:: SOURCE EXTRACT ::
——————————

Monday, February 20, 2017

Be Perfect...Be Perfect?...Be Perfect!

Homily by The Rev. Marcia McRae
St. Francis Episcopal Church, Goldsboro, NC; 7th Sunday after Epiphany, 19 Feb. 2017
RCL Year A: Leviticus 19:1-2,9-18; Psalm 119:33-40; 1 Corinthians 3:10-11,16-23. Matthew 5:38-48

Jesus says: Be perfect.
Be perfect? Be perfect!!
If you are perfect, remain standing for the sermon.

What does Jesus expect of us? He tells us: Love your enemies. Pray for those who persecute you. Jesus takes to a whole new level the framework Leviticus gives us for our personal responsibility to live a holy life. AND Leviticus takes to a whole new level how people treat each other. The Jewish Study Bible says about today's reading: God “transforms social legislation into a sacred act.”1
God says how we treat people is holy business, including how we treat the vulnerable: the poor, the alien, special needs persons. Since we are God's beloved children, how we treat others is supposed to reflect God's love & holiness. Our interactions are to be holy & sacred. Leviticus gives us plenty of details about overt acts people can see & inner stuff we stuff inside to keep secret – whether it is cheating an employee of wages or harboring anger. God says: Love your neighbor as yourself.

I find this can be hard sometimes: not because of the neighbor but because of me. I can be so down on myself that treating an irritating neighbor like I treat myself would be easy: I could treat the neighbor with the great disdain I dish out to me!
To love our neighbor as God commands,
we must love ourselves!
How well do you love yourself? How well do you acknowledge you are beloved by God? Try it. Then do the same for the person you have a hard time loving. Acknowledge the person as God's beloved child.
A wise priest taught me this years ago. He also suggested I say one nice thing – something true – to this person I saw every day at work.
What a challenge! But I did it.
I recall not seeing any change in this un-churched person. Over time, I grew to see him as a beloved child of God. Years later, I am dumbfounded to learn he has discovered God AND has joined the church! [We don't always know when the seeds we plant will sprout.]
Living in God's love, we may not know where God's grace will lead us. Leviticus gives us more than a moral compass. The Jewish Study Bible notes2holiness does not refer to superior moral qualities. God's holiness is [God's] essential 'otherness'...”  We are not holy like God is. We are “holy” because we belong to God & are set apart for God.3
Jesus takes this to a new level. He tells us not just to love neighbors, but to love enemies, turn the other cheek.
I remember a young woman in Sunday school telling us a woman had slapped her. She had offered the other cheek. The woman slapped her again. The “slapee” simply left the room in peace.
She says Jesus doesn't tell us what will be the outcome when we offer grace & peace. We know what happens to Jesus: he dies on the cross for us.

Leviticus gives us rules for holy living. Jesus gives us grace for holy living. In our reading from Corinthians, Paul reminds us we are vehicles of God's grace.
You are God's temple.
You are where the Holy Spirit dwells.

——————————

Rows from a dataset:

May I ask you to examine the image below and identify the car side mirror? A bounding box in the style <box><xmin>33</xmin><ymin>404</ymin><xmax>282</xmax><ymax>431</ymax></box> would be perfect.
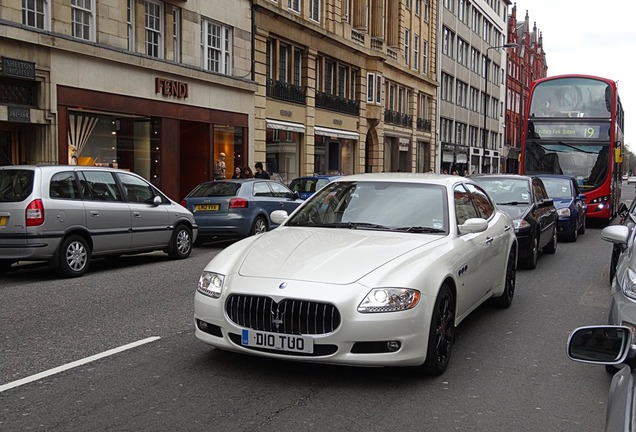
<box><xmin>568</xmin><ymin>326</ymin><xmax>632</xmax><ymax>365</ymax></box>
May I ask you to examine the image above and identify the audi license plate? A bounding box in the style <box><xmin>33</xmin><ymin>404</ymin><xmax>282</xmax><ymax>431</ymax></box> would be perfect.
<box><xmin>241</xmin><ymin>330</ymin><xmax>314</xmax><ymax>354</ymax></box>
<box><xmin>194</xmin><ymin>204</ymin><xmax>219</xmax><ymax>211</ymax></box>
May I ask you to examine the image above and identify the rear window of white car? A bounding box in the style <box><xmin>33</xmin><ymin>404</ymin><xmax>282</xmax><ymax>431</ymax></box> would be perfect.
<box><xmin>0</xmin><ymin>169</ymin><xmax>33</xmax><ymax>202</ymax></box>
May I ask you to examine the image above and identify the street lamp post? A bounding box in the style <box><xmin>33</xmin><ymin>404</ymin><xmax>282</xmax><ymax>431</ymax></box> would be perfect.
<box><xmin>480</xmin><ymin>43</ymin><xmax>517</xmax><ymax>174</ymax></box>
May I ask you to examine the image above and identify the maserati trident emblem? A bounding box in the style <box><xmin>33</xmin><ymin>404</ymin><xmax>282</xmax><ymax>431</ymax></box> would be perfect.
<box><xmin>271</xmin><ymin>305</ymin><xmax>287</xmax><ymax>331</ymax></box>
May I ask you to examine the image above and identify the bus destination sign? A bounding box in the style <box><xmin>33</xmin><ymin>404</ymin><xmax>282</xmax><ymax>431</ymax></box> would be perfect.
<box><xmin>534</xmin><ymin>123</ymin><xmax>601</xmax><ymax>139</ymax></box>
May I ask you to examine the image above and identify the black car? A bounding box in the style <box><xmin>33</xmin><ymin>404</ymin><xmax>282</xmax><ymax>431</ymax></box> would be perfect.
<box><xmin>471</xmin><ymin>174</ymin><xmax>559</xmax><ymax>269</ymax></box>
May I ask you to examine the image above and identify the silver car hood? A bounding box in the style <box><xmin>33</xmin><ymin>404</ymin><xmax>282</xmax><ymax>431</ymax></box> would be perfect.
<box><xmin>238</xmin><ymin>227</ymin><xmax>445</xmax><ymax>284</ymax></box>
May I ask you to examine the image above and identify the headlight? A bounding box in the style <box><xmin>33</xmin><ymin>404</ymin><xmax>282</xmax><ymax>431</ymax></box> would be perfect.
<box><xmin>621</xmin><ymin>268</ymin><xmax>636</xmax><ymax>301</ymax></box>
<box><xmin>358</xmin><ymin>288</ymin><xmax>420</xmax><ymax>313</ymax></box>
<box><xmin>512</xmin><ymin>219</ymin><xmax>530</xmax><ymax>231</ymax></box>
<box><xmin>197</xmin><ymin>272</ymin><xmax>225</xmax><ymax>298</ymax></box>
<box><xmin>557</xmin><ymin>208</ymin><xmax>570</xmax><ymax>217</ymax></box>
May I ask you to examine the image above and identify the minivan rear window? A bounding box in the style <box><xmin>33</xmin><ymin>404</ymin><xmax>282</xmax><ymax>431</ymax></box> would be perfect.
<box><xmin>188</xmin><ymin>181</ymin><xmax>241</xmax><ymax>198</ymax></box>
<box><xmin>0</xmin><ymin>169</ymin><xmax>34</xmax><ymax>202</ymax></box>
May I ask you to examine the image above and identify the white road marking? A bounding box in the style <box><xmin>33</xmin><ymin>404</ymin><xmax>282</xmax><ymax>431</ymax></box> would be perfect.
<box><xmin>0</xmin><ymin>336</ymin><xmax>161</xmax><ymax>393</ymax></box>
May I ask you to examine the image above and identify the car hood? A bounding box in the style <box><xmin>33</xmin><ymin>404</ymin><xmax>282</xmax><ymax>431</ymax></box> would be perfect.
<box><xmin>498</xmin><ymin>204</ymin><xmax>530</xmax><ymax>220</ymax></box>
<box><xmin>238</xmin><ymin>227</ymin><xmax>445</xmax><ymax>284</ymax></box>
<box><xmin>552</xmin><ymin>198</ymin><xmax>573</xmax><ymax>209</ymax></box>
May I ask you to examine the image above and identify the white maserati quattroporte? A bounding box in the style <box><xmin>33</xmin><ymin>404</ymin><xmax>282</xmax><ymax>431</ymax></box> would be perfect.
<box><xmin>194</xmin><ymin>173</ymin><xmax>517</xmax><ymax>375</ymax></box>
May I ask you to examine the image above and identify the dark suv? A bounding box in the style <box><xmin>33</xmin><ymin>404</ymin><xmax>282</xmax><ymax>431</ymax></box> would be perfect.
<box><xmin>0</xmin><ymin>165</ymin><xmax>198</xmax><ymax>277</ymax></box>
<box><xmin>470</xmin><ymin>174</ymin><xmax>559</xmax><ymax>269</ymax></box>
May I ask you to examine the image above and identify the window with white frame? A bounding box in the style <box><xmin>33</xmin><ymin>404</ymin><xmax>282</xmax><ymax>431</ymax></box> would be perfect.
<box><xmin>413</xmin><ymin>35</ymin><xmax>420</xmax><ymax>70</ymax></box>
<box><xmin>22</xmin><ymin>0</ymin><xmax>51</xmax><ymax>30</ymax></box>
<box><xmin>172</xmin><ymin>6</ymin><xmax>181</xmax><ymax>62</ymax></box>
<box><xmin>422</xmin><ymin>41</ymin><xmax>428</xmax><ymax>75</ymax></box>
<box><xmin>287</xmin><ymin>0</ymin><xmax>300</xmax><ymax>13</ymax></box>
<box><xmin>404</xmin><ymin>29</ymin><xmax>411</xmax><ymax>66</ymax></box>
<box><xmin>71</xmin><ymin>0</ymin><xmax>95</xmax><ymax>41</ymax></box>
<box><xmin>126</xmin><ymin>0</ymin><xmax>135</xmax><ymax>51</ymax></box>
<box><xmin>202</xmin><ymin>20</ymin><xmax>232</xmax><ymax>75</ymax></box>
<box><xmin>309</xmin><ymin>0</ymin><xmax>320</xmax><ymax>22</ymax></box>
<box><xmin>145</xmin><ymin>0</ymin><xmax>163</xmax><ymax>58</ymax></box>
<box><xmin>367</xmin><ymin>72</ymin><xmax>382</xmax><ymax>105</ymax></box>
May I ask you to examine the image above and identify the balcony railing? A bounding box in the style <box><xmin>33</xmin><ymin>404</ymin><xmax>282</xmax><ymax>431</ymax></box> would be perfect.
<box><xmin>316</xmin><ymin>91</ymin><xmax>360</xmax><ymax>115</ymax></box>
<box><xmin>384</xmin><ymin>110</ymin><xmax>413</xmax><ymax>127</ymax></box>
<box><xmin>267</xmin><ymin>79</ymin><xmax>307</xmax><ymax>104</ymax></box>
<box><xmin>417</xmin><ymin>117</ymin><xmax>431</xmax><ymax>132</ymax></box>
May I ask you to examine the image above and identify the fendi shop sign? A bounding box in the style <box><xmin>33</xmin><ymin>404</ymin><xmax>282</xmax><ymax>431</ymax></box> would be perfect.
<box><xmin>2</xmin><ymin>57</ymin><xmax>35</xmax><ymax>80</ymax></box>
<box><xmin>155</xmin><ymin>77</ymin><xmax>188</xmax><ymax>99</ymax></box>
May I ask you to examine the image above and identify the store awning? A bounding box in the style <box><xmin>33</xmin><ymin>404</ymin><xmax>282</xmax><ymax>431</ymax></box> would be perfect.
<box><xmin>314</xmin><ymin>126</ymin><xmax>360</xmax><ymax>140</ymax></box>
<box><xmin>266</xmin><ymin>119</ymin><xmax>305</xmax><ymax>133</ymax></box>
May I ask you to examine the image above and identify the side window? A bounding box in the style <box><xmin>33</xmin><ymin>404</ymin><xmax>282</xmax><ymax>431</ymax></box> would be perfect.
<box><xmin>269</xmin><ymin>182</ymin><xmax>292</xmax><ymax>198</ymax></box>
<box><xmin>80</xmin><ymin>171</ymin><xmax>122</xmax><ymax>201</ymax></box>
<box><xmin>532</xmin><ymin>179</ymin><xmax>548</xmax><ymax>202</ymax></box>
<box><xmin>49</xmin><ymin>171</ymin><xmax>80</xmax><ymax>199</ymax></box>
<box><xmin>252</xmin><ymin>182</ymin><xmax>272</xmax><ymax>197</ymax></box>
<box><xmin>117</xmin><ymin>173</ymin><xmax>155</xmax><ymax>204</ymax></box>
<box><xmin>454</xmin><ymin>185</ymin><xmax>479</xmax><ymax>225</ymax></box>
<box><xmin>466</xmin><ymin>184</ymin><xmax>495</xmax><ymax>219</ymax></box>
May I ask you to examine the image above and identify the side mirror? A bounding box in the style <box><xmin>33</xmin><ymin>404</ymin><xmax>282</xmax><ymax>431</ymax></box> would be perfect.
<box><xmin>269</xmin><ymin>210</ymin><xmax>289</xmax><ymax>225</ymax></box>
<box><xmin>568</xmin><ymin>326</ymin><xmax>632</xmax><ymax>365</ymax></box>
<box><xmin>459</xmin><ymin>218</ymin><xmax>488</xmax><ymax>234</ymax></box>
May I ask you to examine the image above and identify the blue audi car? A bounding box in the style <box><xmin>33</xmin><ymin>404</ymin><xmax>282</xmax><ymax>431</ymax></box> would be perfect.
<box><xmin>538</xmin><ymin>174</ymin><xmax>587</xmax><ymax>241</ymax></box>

——————————

:: GIVEN REQUEST 1 ::
Summarize the homily on being perfect in two sentences.
:: GIVEN REQUEST 2 ::
Continue the homily on being perfect from its last line.

:: REPLY 1 ::
The homily says God makes how we treat others, including the vulnerable, holy business, and Jesus takes this further by telling us to love not only neighbors but enemies and to turn the other cheek. To love our neighbor we must love ourselves and see others as God's beloved children, and while Leviticus gives rules for holy living, Jesus gives grace for it, and Paul reminds us we are God's temple where the Holy Spirit dwells.

:: REPLY 2 ::
You are a vehicle for God's grace to spill over into hurting lives – including those who
slap you figuratively or literally!

When we/you live intentionally aware of being God's holy temple, aware of our potential as God's grace-givers, then we help the Body of Christ function more fully in love & in spreading God's grace.
God needs each of us to make the Body of Christ whole. God has graced us with many gifts & diversity to enhance our unity. With our diverse gifts, each of us helps complete the whole as God's holy people.
As our work for God's vision grows, please ponder prayerfully the mystery of our unity in diversity.

In his book Behold the Beauty of the Lord: Praying with IconsHenri Nouwen ponders the mystery of the church's unity in our diversity in his meditation on the 15th century Russian icon “The Descent of the Holy Spirit” by Andrei Rublyov4.  Nouwen notes Peter & Paul among the apostles. Peter denies Jesus. Paul persecutes Christians until his blinding encounter with the light of God's love. We ARE diverse.  
Nouwen says: “...community is first & foremost a gift of the Holy Spirit, not built upon mutual compatibility, shared affection or common interests, but upon having received the same divine breath, having been given a heart set aflame by the same divine fire having been embraced by the same divine love.
It is the God-within who brings us into communion with each other & makes us one.”5

God does this for our well-being AND “for the liberation of the world.”6 Nouwen points out the icon's “urgent appeal to action...(for the many) in darkness (who) wait for the light of the word of God.”7 

Jesus calls us to work for the liberation of the world.

Beloved Brothers & Sisters, you know there is liberation work to do here to continue Jesus' healing work. Jesus calls us in our diversity to work in unity for the liberation of God's children who are in darkness, living with brokenness.

You know brokenness exists. Jesus knows well our brokenness & our need for each other. A friend from seminary shares this vision of liberating people who live in darkness: “What if we are the church that doesn't confront? What if we become the nurturing people of God? What if we embrace the opportunity for the church to move on the strength of embracing differences?”
Beloved Sisters & Brothers:
What if we are the church that doesn't confront?
What if we become more fully the nurturing people of God?
What if we embrace the opportunity for this church to move on our strength of embracing differences?

How do you, how will you work
to liberate people from darkness?


Bibliography
Dios Habla Hoy: La Biblia. 2da Ed. Nueva York: Sociedad Bíblica Americana. 1983.

Holy Bible with the Apocrypha. New Revised Standard Version. New York: Oxford University Press, 1989.

Jewish Study Bible: Jewish Publication Society TANAKH Translation. New York: Oxford University Press. 2004.

Nouwen, Henri J.M. Behold the Beauty of the Lord: Praying with Icons. Notre Dame: Ave Maria Press. 1987.

The New American Bible for Catholics. South Bend: Greenlawn Press. 1970.

New Oxford Annotated Bible with the Apocrypha. Eds: Herbert G. May, Bruce M. Metzger. New York: Oxford University Press, Incorporated, 1977.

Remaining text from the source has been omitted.